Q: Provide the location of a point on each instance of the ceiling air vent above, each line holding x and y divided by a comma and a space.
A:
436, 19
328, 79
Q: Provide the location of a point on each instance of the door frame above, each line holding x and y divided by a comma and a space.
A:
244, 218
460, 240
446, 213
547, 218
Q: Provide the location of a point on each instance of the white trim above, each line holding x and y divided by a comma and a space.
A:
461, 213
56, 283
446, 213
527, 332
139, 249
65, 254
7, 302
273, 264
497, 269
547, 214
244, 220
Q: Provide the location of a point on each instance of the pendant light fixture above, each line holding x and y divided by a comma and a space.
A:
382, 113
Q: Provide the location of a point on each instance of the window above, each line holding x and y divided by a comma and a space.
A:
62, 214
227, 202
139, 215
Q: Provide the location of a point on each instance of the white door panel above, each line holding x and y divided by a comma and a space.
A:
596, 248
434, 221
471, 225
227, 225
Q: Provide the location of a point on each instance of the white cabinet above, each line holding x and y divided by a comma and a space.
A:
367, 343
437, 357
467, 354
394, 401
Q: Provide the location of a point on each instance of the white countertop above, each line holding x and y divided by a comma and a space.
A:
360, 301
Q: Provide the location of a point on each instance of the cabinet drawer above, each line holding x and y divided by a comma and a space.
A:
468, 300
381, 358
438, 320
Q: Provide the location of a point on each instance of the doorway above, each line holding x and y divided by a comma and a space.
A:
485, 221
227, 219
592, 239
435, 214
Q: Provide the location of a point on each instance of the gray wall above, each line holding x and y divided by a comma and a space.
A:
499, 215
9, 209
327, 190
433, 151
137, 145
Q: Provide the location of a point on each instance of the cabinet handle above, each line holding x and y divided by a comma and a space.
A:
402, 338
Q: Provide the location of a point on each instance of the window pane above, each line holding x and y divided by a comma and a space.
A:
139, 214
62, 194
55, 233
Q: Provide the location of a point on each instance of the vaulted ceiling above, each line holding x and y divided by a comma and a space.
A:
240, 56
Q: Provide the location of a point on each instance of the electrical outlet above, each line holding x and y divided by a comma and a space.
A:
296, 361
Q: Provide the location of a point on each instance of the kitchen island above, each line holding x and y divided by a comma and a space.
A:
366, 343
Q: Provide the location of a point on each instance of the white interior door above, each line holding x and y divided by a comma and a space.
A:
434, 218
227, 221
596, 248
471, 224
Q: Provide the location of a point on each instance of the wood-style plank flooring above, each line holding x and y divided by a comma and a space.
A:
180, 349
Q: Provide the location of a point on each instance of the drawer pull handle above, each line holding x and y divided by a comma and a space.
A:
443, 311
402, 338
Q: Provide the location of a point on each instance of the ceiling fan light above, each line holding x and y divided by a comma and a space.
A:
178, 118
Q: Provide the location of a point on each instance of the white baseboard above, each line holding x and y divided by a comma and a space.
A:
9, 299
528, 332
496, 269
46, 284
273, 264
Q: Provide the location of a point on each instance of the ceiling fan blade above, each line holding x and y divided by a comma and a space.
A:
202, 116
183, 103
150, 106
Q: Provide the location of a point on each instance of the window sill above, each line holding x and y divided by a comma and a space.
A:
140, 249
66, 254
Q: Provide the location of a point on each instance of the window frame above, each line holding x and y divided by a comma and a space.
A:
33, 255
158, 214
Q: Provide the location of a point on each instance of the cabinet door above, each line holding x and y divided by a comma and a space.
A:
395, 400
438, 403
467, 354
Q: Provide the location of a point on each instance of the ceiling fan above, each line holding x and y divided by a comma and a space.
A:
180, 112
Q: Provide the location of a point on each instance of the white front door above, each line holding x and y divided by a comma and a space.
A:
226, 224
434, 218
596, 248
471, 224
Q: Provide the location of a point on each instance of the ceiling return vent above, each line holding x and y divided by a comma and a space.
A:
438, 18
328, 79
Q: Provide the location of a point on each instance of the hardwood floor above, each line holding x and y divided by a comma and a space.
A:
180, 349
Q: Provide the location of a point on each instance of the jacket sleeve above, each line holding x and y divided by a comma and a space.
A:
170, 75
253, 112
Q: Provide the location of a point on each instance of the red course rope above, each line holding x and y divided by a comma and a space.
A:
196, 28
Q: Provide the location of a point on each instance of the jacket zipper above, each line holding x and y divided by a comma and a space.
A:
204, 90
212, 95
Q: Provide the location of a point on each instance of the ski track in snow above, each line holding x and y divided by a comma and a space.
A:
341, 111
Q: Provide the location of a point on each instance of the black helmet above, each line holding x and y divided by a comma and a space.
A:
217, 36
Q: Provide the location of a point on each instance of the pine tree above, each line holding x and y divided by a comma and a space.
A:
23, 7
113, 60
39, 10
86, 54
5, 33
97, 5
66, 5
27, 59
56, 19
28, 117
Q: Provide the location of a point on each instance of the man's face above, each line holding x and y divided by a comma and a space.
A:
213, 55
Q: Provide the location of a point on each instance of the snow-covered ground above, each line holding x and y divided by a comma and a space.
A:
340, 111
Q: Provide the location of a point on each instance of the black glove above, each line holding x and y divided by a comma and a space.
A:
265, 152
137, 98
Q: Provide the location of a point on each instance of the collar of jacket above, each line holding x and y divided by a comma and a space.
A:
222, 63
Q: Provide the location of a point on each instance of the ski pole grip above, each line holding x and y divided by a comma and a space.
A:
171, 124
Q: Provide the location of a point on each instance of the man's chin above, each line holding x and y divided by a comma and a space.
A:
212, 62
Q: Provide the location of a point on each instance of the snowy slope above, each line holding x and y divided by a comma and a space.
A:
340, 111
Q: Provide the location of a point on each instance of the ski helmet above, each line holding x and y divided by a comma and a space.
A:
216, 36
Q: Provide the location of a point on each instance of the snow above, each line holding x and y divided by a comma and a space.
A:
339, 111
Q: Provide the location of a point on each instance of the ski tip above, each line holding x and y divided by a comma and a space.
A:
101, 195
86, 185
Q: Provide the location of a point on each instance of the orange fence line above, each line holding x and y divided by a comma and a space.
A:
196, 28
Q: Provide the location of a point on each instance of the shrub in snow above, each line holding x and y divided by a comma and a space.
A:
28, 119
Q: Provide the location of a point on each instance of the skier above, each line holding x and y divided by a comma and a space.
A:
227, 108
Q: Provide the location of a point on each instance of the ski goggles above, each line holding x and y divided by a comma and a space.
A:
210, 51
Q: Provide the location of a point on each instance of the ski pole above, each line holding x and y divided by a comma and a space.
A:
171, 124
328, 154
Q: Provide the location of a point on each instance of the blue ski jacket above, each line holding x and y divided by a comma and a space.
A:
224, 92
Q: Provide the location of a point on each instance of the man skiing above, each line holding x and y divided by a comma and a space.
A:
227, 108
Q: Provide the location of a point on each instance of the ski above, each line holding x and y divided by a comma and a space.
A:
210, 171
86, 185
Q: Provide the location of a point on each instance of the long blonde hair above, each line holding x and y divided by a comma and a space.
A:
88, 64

--------------------

WHAT YOU ARE ASKED TO DO – Output an exact copy of the lines beginning at the one that holds "of the shrub" and running through the final line of the records.

FULL SOLUTION –
Q: Provide the location of a point on each instance of the shrub in snow above, each line holding x and y divided by a comma and a space.
A:
28, 119
Q: Provide the location of a point on each instance of the skier above, each line holding x and y divided by a comma and a space.
A:
227, 108
Q: Provide the location of a point on each instance of the ski goggles above, each line holding x and y divided by a comma and a space.
A:
210, 51
Q: Provide the location of a point on each instance of the ski pole above, each line holding x and y divided by a comma and a space.
A:
171, 124
328, 154
Q: Provide the location of a point on each instance of the blue ski jacket above, each line holding x and y divided by a comma and a space.
A:
224, 92
Q: Provide the location of a point on each instance of the man skiing above, each line holding x and y divided by a comma and a space.
A:
227, 108
Q: Provide the location of a point on each instance of the ski above, each line holding x and y divided by a comma and a space.
A:
210, 171
86, 185
Q: Provide the location of a point on each instance of the long blonde hair above, each line holding x and y divided by a comma and a space.
A:
88, 64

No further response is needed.